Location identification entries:
↓↓↓
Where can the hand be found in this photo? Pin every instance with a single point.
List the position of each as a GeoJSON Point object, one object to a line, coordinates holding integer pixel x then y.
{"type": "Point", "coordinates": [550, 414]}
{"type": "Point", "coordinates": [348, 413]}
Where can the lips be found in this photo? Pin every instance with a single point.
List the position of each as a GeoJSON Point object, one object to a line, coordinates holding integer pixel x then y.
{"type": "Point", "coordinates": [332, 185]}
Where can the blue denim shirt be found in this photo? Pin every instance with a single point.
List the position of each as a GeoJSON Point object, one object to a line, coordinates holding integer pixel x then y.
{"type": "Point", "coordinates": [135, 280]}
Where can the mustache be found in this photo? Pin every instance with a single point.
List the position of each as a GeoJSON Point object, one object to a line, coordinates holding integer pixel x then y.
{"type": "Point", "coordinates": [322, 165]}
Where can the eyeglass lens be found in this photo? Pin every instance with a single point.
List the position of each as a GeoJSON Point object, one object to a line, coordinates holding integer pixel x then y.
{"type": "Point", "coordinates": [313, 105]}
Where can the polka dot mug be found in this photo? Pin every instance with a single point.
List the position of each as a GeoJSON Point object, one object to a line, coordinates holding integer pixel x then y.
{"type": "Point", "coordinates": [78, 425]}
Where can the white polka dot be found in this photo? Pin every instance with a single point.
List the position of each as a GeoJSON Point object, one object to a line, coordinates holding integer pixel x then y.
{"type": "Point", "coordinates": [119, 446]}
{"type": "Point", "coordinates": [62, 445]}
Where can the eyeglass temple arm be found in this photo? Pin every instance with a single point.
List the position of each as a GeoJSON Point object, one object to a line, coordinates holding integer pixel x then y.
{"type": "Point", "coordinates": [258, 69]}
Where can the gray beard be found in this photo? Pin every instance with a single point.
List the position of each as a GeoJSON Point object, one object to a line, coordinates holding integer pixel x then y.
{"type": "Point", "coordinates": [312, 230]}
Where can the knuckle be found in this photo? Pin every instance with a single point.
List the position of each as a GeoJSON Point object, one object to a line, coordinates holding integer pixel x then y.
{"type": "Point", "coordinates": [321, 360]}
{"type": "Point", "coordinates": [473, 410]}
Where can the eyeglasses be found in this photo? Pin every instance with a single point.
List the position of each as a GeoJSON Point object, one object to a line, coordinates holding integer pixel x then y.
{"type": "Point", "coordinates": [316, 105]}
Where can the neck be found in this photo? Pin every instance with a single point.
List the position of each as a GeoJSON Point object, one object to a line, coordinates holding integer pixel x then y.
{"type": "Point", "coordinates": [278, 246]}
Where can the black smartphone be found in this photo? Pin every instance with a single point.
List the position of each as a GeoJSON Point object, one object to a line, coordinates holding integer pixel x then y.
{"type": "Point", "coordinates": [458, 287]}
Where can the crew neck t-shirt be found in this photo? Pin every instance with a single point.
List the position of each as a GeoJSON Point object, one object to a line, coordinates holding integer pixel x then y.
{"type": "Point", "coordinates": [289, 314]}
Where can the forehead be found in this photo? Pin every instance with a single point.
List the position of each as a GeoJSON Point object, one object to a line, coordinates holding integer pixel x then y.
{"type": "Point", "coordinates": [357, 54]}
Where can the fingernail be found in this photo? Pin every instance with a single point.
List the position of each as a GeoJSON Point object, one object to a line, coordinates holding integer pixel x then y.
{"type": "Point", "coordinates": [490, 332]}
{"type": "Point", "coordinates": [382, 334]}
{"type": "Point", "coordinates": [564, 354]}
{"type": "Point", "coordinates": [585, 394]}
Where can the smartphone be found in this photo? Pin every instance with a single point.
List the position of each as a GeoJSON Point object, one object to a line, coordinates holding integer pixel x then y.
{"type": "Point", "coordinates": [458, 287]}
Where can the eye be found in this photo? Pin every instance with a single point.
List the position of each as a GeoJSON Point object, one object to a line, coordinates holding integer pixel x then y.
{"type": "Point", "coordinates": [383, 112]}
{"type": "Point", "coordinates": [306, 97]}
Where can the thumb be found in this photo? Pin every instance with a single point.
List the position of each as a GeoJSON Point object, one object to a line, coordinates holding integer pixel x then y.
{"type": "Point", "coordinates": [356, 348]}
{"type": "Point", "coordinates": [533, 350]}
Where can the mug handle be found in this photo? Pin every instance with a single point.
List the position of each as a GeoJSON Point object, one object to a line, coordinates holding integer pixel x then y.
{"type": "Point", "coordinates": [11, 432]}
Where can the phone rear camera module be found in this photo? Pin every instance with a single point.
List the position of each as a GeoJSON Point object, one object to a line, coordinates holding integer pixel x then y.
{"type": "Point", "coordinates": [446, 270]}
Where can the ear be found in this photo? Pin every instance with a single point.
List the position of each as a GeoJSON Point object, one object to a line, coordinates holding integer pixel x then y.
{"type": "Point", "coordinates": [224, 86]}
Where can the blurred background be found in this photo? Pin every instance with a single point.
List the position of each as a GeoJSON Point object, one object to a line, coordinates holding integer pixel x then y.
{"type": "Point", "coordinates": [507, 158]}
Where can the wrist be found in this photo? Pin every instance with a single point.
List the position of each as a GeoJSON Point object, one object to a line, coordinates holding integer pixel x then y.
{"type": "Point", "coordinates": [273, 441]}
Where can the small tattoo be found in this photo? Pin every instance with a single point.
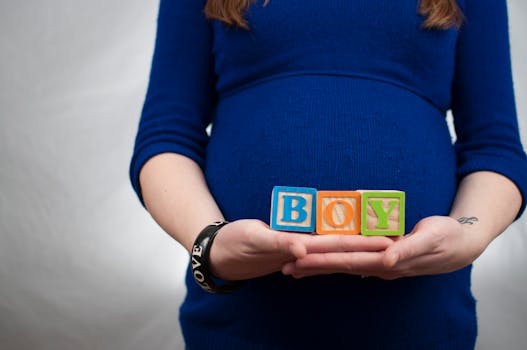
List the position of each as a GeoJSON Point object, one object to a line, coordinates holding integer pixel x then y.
{"type": "Point", "coordinates": [470, 221]}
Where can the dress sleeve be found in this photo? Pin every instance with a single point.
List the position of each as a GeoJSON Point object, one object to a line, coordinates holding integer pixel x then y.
{"type": "Point", "coordinates": [483, 102]}
{"type": "Point", "coordinates": [178, 102]}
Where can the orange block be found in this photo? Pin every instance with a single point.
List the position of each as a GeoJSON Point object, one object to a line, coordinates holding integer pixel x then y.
{"type": "Point", "coordinates": [338, 212]}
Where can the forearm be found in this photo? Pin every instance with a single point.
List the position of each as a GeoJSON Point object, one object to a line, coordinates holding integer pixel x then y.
{"type": "Point", "coordinates": [488, 202]}
{"type": "Point", "coordinates": [176, 195]}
↑↑↑
Write out the listing above exactly as it stands, pictures excluded.

**COMPLETE RESPONSE**:
Where can the hand be found in this photo? Pin every instance with a single point.
List the position of each as a GeoJSON Point object, one object to a line, coordinates holding integer pixel x then y.
{"type": "Point", "coordinates": [550, 414]}
{"type": "Point", "coordinates": [348, 413]}
Where can the lips be found in this photo? Pin every instance with a single point.
List the position of each as a GeoJSON Point object, one object to a line, coordinates holding integer pixel x then y.
{"type": "Point", "coordinates": [332, 185]}
Where can the blue denim shirt be found in this photo? Pin every instance with a single point.
List the position of each as a GeoJSON Point object, one object to a line, coordinates holding integer pixel x then y.
{"type": "Point", "coordinates": [135, 280]}
Where can the mustache be found in this photo? Pin every instance with a single point.
List the position of each as a GeoJSON Point object, one object to a line, coordinates holding integer pixel x then y.
{"type": "Point", "coordinates": [322, 165]}
Where can the eyeglass lens be found in this photo? Pin every instance with a single point.
List the position of each as a GeoJSON Point object, one object to a line, coordinates holding integer pixel x then y.
{"type": "Point", "coordinates": [313, 105]}
Where can the polka dot mug be found in this photo? Pin every instance with a single point.
List the position of each as a GeoJSON Point object, one object to a line, coordinates holding integer pixel x then y.
{"type": "Point", "coordinates": [78, 425]}
Where can the white polka dot be found in this photo? Pin every instance with a single point.
List the position of each as a GeoJSON Point object, one object to a line, coordinates holding integer pixel x then y.
{"type": "Point", "coordinates": [119, 446]}
{"type": "Point", "coordinates": [62, 445]}
Where can the eyeglass temple arm be found in this photo? Pin every instance with a single point.
List the position of each as a GeoJSON Point object, one object to a line, coordinates holding integer pixel x then y.
{"type": "Point", "coordinates": [258, 69]}
Where can the gray beard be found in this photo? Pin every instance with a single point.
List the position of each as a GeoJSON Point object, one object to a line, coordinates holding integer pixel x then y.
{"type": "Point", "coordinates": [312, 230]}
Where can the knuckle be found in this photo? Pin every instance with a single point.
List the position of each as a GeoJSON Point object, one object to a line, coordinates holding integer pixel x then y.
{"type": "Point", "coordinates": [321, 360]}
{"type": "Point", "coordinates": [473, 410]}
Where can the eyeglasses be found in this photo? Pin every instance with a single point.
List the position of each as a GeoJSON Point object, one object to a line, coordinates holding integer pixel x then y.
{"type": "Point", "coordinates": [316, 105]}
Where can the neck be found in this photo? Pin every instance with a single point.
List the position of each as a GeoJSON Point object, one object to a line, coordinates holding integer pixel x then y.
{"type": "Point", "coordinates": [278, 246]}
Where can the black smartphone be found in this photo? Pin every instance with a single point.
List the position of each as a GeoJSON Point object, one object to a line, coordinates holding integer pixel x then y.
{"type": "Point", "coordinates": [458, 287]}
Where can the crew neck t-shirt be found in this photo? Pin every instance with a single point.
List the position of each as a GeoJSON Point object, one object to a line, coordinates holding integer pixel x then y.
{"type": "Point", "coordinates": [289, 314]}
Where can the forehead be found in this photo? Pin every instance with a single point.
List the position of each as a GeoJSON Point object, one object to a line, coordinates holding integer pixel x then y.
{"type": "Point", "coordinates": [357, 54]}
Where can the fingernail be found in this photo? Pin every instance with a single point.
List the position of each as a GeoJSON Point object, one object to a line, coordinates holding integer pixel x then y.
{"type": "Point", "coordinates": [490, 332]}
{"type": "Point", "coordinates": [382, 334]}
{"type": "Point", "coordinates": [564, 354]}
{"type": "Point", "coordinates": [585, 394]}
Where can the smartphone be found in this photo? Pin every instance with a single point.
List the position of each as a GeoJSON Point object, one object to a line, coordinates holding integer pixel x then y.
{"type": "Point", "coordinates": [458, 287]}
Where can the eye be found in this photo? Pin every instance with a single point.
List the position of each as a GeoJSON Point object, one object to a line, coordinates holding integer pixel x then y.
{"type": "Point", "coordinates": [383, 112]}
{"type": "Point", "coordinates": [306, 97]}
Where can the thumb be found in this photo? Pin every instance with a single point.
List the position of each as a GeoJSON Point object, one object to a line, coordinates holding integer pixel x then y.
{"type": "Point", "coordinates": [356, 348]}
{"type": "Point", "coordinates": [533, 350]}
Where can the mug handle be found in this photo? Pin every instance with a single point.
List the position of each as a GeoJSON Point object, one object to a line, coordinates holding integer pixel x then y.
{"type": "Point", "coordinates": [11, 432]}
Where can the phone rear camera module be found in this photo? Pin every instance with a single point.
List the position of each as a GeoJSON Point object, one object to a line, coordinates holding integer pixel x then y.
{"type": "Point", "coordinates": [446, 270]}
Where can the ear be found in this photo? Pin every instance with a single point.
List the position of each as a GeoJSON Point object, one object to a line, coordinates holding integer pixel x then y.
{"type": "Point", "coordinates": [224, 86]}
Where can the blurred background be found in this photo? Pin every instance with a single point.
List the position of each as a GeoJSON Point object, one object to a line, coordinates holding integer pixel x then y.
{"type": "Point", "coordinates": [507, 158]}
Where can the wrist be found in this photo? Pin every instance with a single point.
List the position of each as a GeoJSON Point object, one object to a line, coordinates holding integer pixel x then y.
{"type": "Point", "coordinates": [273, 441]}
Where can the small tattoo be found in this photo? Pin every instance with a single point.
List the position of each as a GeoJSON Point object, one object to a line, coordinates holding integer pixel x then y.
{"type": "Point", "coordinates": [470, 221]}
Where can the dress sleeve be found in this photo? Pin every instance with a single point.
List the position of each as a GeoJSON Point object, one object to a line, coordinates holding integer pixel x then y.
{"type": "Point", "coordinates": [483, 102]}
{"type": "Point", "coordinates": [178, 102]}
Where can the orange block be found in this photo? Pin every instance with a single point.
List the position of each as a GeoJSON Point object, one object to a line, coordinates holding integer pixel x then y.
{"type": "Point", "coordinates": [338, 212]}
Where can the forearm be found in this photo? Pin every instance with a single point.
List the position of each as a GeoJSON Point object, one object to a line, coordinates holding integer pixel x then y.
{"type": "Point", "coordinates": [488, 202]}
{"type": "Point", "coordinates": [176, 195]}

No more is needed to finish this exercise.